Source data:
+---+
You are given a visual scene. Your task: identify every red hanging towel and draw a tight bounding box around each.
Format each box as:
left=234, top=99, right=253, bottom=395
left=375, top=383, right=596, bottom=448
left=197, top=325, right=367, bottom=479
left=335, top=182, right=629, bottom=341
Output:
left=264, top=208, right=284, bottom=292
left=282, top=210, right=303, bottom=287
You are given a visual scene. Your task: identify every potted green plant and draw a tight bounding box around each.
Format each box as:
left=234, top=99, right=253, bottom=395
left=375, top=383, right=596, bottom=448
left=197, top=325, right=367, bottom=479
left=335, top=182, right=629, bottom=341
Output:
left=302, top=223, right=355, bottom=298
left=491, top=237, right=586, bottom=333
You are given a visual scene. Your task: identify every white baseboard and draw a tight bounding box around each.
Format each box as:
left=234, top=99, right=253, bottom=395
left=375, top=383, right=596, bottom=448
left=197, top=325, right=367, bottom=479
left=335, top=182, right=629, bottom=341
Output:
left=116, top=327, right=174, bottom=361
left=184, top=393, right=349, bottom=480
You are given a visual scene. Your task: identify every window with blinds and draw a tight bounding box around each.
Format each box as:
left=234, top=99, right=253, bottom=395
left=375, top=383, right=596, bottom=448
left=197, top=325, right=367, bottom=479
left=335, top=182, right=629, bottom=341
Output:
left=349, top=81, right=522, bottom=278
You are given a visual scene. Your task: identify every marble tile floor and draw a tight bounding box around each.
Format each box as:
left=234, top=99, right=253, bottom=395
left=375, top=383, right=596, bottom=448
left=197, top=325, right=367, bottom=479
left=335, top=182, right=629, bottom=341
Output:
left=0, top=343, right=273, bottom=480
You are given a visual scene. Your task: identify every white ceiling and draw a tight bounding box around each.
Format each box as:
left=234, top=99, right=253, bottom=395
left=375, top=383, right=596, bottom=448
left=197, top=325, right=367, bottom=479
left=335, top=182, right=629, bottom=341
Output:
+---+
EXERCISE TASK: Swap "tight" for "close-fitting" in the source data, from the line with "You are given a visual scene. Your task: identify every window" up to and including the final line, and change nothing else. Return only those lines.

RESPONSE:
You are given a visual scene. Your task: identify every window with blinds and draw a close-fitting bounding box around each.
Format each box as:
left=234, top=99, right=253, bottom=395
left=375, top=383, right=596, bottom=448
left=197, top=325, right=367, bottom=479
left=335, top=182, right=629, bottom=341
Output:
left=349, top=81, right=522, bottom=278
You are given a visual scene. Your task: identify every marble tile floor and draw a close-fitting bounding box around each.
Format each box as:
left=234, top=99, right=253, bottom=395
left=375, top=383, right=596, bottom=448
left=197, top=325, right=367, bottom=479
left=335, top=182, right=629, bottom=341
Output:
left=0, top=343, right=273, bottom=480
You are given a visual scene. Your task: identify every white ceiling and draw a close-fitting bounding box around each.
Format each box as:
left=234, top=99, right=253, bottom=395
left=375, top=383, right=596, bottom=448
left=197, top=325, right=367, bottom=479
left=335, top=182, right=629, bottom=341
Output:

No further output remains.